Page:

----------

It’s also a busy time for the pilot. We’re concentrating on managing the airplane but also are retracting landing gear and flaps, complying with a clearance’s altitude and heading constraints, monitoring airplane performance and confirming it’s as we expect.

No matter how ready we think we are to control the airplane by reference to the flight instruments only, it can take time for us to abandon all hope of a visual horizon and actually buckle down to methodically scan the instruments and make needed adjustments to the airplane’s state and trajectory. Too, we can be subject to the somatogravic illusions caused by changes in linear accelerations and decelerations, or in G forces.

One way to minimize these risks, of course, is to not take off into such conditions. While that’s a practical way to mitigate the challenges for some, it’s very impractical for many other operators. The preferred method is by attaining and maintaining proficiency in the operation. That requires practice, something many of us don’t have time for, or manage to rationalize away. That practice, though, is about more than merely controlling the airplane. It’s also about experiencing the acceleration and G forces, knowing how they might affect our perception of the airplane’s performance and compensating appropriately. If we don’t, the outcome can be spatial disorientation and a smoking hole in the ground.

----------

Dataset records:
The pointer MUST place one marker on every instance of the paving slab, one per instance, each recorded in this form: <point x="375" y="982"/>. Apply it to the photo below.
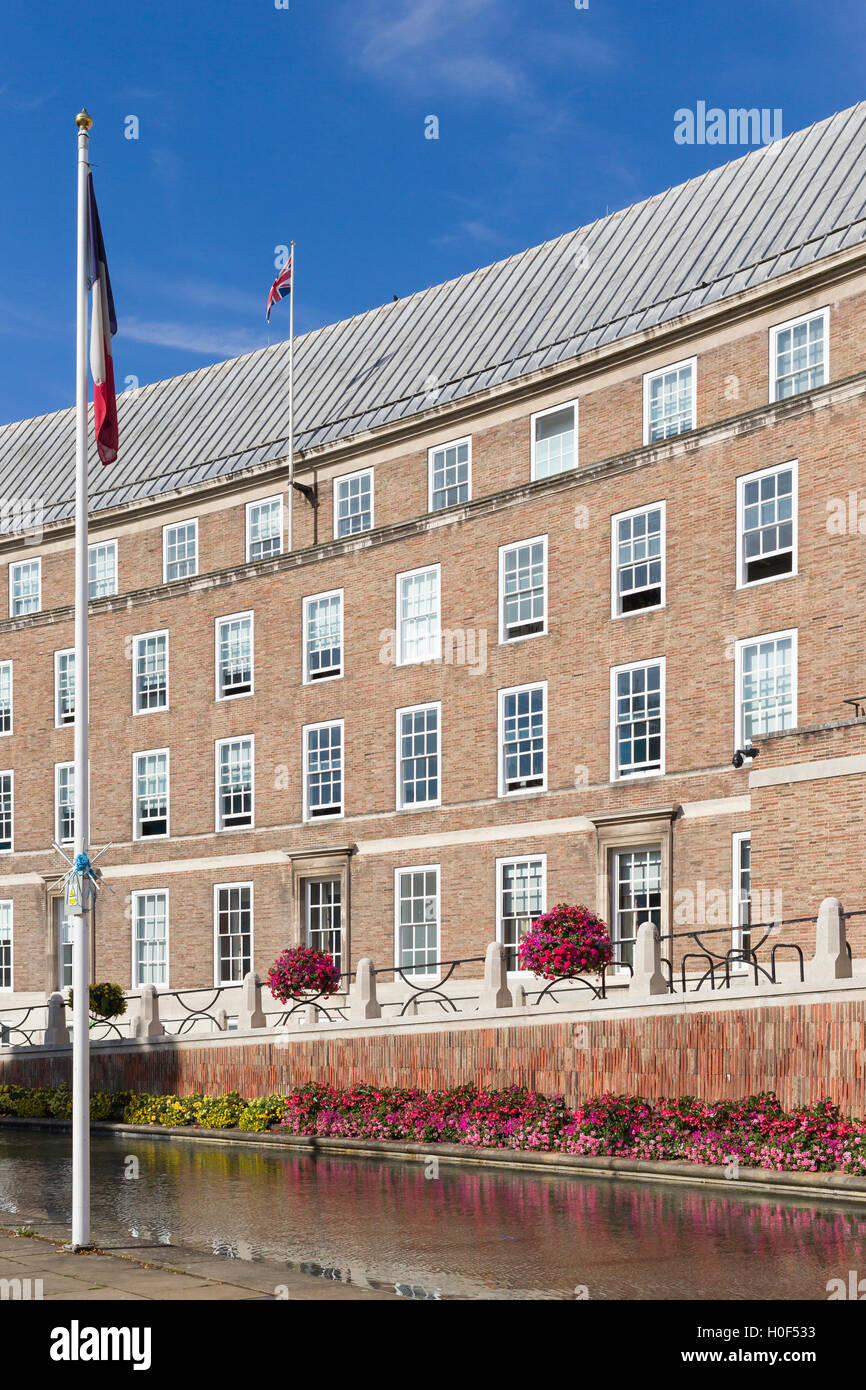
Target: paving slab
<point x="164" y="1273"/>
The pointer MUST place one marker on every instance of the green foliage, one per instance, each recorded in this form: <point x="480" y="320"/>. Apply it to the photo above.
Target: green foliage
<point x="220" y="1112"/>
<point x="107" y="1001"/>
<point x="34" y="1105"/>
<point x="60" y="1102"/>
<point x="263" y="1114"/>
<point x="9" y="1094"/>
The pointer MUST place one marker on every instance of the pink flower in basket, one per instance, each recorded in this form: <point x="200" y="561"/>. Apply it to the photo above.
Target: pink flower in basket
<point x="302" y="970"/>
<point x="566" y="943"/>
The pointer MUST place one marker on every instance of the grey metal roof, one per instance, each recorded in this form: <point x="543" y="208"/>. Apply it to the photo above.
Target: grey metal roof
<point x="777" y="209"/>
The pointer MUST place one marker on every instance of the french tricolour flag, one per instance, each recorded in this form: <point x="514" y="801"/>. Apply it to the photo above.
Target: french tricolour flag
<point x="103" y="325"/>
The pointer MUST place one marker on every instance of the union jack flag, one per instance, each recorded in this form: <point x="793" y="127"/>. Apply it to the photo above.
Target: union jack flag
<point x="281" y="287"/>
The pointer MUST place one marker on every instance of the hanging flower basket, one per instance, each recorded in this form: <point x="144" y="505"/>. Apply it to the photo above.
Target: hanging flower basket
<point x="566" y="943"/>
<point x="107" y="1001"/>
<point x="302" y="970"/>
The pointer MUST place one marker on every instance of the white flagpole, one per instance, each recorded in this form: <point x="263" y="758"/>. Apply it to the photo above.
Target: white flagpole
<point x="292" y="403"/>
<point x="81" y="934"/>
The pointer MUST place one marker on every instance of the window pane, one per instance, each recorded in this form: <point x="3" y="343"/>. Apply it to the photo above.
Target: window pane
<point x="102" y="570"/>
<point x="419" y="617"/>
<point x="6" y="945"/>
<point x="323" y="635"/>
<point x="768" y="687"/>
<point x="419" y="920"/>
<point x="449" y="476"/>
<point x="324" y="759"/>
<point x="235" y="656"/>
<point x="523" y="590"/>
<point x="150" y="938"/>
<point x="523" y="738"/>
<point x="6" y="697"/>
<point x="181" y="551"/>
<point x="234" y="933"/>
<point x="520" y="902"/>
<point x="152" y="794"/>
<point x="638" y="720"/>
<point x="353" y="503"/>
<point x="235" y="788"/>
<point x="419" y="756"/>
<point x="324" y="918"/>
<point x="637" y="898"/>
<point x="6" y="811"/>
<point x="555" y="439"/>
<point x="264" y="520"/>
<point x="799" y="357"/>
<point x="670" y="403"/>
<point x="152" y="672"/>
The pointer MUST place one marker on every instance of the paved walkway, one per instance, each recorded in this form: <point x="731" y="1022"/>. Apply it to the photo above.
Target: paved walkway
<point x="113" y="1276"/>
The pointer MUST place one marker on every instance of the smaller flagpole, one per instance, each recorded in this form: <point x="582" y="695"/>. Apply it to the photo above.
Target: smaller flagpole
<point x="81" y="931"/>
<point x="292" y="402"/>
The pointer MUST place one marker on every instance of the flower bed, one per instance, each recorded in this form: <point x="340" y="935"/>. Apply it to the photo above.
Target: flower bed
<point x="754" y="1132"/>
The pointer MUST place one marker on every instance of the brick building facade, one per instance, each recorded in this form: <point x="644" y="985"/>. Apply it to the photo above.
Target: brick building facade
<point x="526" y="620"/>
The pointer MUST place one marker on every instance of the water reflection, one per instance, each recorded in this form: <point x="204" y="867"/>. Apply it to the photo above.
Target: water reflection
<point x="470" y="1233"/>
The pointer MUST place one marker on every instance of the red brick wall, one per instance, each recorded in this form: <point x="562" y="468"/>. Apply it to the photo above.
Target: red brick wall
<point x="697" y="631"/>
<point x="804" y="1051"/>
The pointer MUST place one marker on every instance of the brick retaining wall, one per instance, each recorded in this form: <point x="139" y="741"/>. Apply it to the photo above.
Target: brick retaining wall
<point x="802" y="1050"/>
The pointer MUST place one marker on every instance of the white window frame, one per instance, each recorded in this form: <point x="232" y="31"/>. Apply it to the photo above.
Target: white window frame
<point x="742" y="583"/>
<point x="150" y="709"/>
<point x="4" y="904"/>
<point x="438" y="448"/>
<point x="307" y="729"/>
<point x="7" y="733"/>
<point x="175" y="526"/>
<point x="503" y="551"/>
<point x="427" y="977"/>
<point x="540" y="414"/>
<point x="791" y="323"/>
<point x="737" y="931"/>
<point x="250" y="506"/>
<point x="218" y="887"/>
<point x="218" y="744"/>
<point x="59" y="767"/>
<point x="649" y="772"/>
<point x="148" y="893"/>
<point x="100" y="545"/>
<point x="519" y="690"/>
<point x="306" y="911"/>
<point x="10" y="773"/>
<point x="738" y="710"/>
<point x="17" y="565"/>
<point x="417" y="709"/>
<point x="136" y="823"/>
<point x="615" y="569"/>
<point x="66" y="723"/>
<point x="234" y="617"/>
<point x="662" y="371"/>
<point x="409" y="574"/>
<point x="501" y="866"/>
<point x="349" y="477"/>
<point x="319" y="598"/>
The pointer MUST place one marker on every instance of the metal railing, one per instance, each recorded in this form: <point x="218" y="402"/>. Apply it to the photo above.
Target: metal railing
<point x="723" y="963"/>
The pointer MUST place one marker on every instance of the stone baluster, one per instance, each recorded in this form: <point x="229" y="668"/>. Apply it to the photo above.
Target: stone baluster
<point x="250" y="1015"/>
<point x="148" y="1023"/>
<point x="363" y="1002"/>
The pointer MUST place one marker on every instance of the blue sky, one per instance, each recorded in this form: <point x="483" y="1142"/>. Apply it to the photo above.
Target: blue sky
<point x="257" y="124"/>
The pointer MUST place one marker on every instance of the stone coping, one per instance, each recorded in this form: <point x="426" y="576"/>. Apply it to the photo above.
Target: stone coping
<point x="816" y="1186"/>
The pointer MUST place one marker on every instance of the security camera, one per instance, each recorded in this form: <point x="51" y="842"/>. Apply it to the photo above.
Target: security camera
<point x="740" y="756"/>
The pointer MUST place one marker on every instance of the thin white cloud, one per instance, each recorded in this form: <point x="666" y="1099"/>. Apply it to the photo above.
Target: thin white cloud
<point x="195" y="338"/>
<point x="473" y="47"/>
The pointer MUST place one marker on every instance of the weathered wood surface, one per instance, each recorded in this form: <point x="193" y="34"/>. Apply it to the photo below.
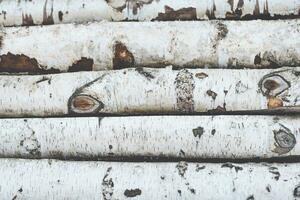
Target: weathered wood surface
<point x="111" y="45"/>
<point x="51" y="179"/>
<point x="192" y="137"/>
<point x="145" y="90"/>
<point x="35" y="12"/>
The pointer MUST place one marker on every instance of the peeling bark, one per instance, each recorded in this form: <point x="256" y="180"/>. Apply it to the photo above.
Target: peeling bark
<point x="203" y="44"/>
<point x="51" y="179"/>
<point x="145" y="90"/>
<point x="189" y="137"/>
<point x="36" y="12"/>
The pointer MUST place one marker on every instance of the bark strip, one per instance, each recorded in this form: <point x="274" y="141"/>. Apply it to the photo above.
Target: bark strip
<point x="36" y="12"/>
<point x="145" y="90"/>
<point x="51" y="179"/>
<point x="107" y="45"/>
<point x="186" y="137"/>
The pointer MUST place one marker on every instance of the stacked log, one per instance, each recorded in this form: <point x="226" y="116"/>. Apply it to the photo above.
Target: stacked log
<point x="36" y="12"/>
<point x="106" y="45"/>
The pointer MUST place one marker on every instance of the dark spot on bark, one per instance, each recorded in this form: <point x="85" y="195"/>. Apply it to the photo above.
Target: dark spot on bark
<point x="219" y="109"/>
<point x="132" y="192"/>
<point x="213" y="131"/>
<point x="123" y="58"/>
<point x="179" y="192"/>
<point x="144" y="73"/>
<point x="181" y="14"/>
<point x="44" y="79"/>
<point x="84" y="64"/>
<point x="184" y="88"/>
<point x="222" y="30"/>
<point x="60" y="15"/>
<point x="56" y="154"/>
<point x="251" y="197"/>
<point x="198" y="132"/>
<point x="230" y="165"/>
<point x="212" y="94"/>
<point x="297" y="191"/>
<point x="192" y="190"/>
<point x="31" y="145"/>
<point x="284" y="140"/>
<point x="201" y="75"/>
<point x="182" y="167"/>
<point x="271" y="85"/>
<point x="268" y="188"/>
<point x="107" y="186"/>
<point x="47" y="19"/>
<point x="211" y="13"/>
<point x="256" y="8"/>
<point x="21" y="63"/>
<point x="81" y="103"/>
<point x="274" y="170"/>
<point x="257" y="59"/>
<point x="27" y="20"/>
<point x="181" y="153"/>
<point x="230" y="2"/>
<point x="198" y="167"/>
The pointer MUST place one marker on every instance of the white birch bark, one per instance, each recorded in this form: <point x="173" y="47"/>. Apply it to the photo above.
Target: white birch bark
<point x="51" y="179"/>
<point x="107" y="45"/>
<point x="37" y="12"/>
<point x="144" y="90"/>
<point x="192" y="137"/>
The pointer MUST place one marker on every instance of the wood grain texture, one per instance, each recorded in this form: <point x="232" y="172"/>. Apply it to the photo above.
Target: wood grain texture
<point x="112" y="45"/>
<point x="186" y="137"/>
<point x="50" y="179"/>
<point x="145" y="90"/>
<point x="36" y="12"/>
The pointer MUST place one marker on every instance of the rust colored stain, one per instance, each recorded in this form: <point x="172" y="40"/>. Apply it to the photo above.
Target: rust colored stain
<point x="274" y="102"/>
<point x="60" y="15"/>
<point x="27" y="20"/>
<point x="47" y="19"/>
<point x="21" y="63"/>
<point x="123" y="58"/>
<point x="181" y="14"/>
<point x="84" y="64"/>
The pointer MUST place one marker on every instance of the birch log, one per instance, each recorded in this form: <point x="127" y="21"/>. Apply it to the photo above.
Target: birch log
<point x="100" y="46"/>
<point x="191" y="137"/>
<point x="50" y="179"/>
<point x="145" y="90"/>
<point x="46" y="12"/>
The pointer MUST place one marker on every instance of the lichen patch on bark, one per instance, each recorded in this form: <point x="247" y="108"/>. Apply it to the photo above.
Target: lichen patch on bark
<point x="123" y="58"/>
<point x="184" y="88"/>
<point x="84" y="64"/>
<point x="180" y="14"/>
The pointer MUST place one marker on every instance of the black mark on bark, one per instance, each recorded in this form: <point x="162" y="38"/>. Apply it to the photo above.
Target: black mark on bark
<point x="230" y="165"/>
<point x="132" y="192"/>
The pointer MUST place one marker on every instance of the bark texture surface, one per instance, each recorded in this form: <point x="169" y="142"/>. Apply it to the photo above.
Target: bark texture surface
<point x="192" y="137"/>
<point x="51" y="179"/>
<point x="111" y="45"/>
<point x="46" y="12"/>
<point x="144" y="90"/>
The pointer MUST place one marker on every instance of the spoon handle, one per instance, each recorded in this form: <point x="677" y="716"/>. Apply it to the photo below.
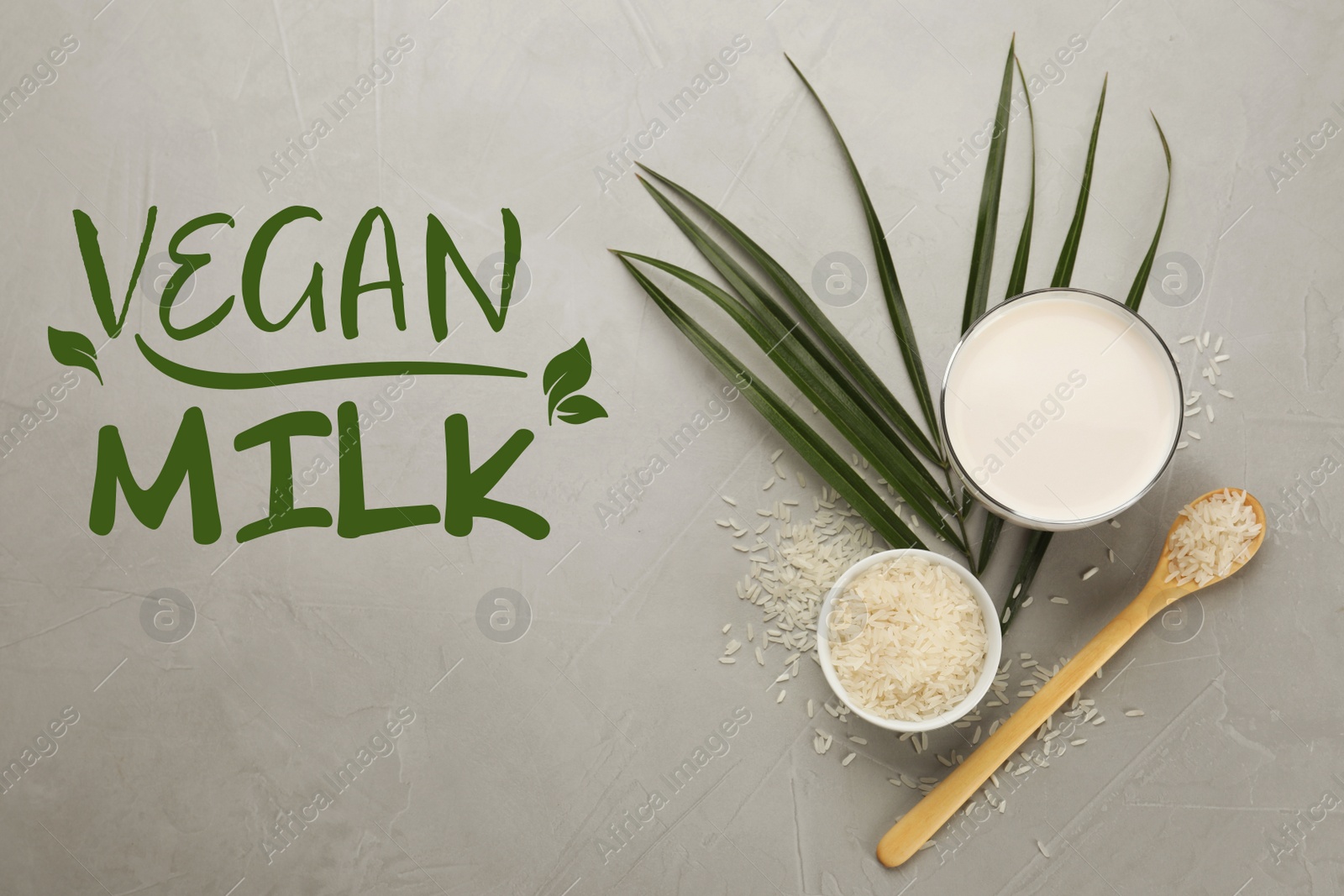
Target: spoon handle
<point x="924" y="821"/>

----------

Set tasks:
A. In the passage on flying by instruments after takeoff, what can happen if pilots do not practice compensating for acceleration and G forces?
B. Pick out each row that contains the word "retaining".
The text and the rows were taken from unrelated sources.

Task-by-task solutions:
A. Spatial disorientation and a smoking hole in the ground.

B.
The pointer MUST place one marker on every instance of the brick retaining wall, one per instance, each recorded in this form: <point x="139" y="741"/>. Apply it to the photo above.
Target: brick retaining wall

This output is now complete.